[The task] Reproduce each line of the material precisely.

[Extracted entries]
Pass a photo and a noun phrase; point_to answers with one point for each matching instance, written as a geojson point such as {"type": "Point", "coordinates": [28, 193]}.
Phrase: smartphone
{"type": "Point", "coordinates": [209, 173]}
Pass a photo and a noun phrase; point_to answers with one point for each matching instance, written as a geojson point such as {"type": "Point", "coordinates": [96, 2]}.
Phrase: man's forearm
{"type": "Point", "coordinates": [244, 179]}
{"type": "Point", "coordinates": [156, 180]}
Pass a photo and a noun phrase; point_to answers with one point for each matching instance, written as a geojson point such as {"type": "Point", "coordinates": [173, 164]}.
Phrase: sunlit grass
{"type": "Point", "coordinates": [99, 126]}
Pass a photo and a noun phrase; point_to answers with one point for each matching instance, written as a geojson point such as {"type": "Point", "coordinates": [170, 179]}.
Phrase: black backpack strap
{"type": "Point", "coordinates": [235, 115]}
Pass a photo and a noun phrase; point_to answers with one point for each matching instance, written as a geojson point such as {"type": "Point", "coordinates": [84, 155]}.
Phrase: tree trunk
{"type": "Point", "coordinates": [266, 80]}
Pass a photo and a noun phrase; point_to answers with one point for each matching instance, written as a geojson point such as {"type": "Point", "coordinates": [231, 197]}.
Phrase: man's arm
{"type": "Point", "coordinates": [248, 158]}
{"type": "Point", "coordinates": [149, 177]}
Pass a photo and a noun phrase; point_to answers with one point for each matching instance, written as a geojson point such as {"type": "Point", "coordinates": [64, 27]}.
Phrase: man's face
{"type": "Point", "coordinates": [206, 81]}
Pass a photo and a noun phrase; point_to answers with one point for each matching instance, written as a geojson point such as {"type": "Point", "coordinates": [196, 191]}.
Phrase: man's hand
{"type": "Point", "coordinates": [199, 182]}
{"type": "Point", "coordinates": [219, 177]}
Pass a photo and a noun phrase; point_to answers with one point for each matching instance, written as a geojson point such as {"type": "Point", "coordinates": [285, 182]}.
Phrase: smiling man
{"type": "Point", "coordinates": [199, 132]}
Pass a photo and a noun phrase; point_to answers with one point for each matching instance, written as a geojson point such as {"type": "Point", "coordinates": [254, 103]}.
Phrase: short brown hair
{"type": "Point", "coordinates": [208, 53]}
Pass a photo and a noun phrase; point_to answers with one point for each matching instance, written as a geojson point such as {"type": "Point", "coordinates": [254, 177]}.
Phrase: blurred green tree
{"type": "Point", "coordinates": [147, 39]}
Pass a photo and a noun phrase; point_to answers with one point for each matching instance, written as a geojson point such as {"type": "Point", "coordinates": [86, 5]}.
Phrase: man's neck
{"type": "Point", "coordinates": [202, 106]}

[Expected answer]
Pass a photo and a noun phrase; point_to answers with one point for each matching instance, written as a geojson point such as {"type": "Point", "coordinates": [28, 193]}.
Phrase: smartphone
{"type": "Point", "coordinates": [209, 173]}
Pass a photo and a noun phrase; point_to answers with one point for each matching instance, written as a geojson point such as {"type": "Point", "coordinates": [96, 2]}.
Phrase: man's forearm
{"type": "Point", "coordinates": [244, 179]}
{"type": "Point", "coordinates": [156, 180]}
Pass a photo and a noun phrase; point_to answers with one point for each matching instance, written as a geojson point such as {"type": "Point", "coordinates": [173, 164]}.
Phrase: sunlit grass
{"type": "Point", "coordinates": [99, 126]}
Pass a photo and a noun phrase; point_to answers with one point for each matching instance, written as a geojson point such as {"type": "Point", "coordinates": [170, 179]}.
Phrase: black backpack strap
{"type": "Point", "coordinates": [235, 115]}
Pass a photo and a noun phrase; point_to answers with one point for each matching instance, written as a geojson point such as {"type": "Point", "coordinates": [84, 155]}.
Phrase: tree trunk
{"type": "Point", "coordinates": [266, 80]}
Pass a photo and a noun phrase; point_to answers with one point for each matching instance, written as a geojson point such as {"type": "Point", "coordinates": [231, 197]}.
Phrase: man's arm
{"type": "Point", "coordinates": [248, 158]}
{"type": "Point", "coordinates": [149, 177]}
Pass a photo and a noun phrase; point_to answers with one point for each matching instance, written as a geojson point such as {"type": "Point", "coordinates": [64, 27]}.
Phrase: man's face
{"type": "Point", "coordinates": [206, 81]}
Pass a photo and a noun phrase; point_to answers with one point for each matching instance, written as a geojson point such as {"type": "Point", "coordinates": [196, 191]}.
Phrase: man's hand
{"type": "Point", "coordinates": [199, 182]}
{"type": "Point", "coordinates": [219, 177]}
Pass a photo and a noun phrase; point_to answers with one point for each matching instance, written as a geojson point such as {"type": "Point", "coordinates": [285, 182]}.
Phrase: smiling man
{"type": "Point", "coordinates": [199, 132]}
Pass a photo and a noun phrase; point_to answers with one point for each matching instance, written as a geojson point such as {"type": "Point", "coordinates": [254, 103]}.
Phrase: short brown hair
{"type": "Point", "coordinates": [208, 53]}
Pass a photo and a noun phrase; point_to answers with one point for each matching instance, written as a geojson point such as {"type": "Point", "coordinates": [254, 177]}.
Phrase: blurred green tree
{"type": "Point", "coordinates": [147, 39]}
Pass a photo and a noun phrase; point_to answers with one point for each matching instance, written as a geojson point such as {"type": "Point", "coordinates": [86, 5]}.
Phrase: man's neck
{"type": "Point", "coordinates": [202, 106]}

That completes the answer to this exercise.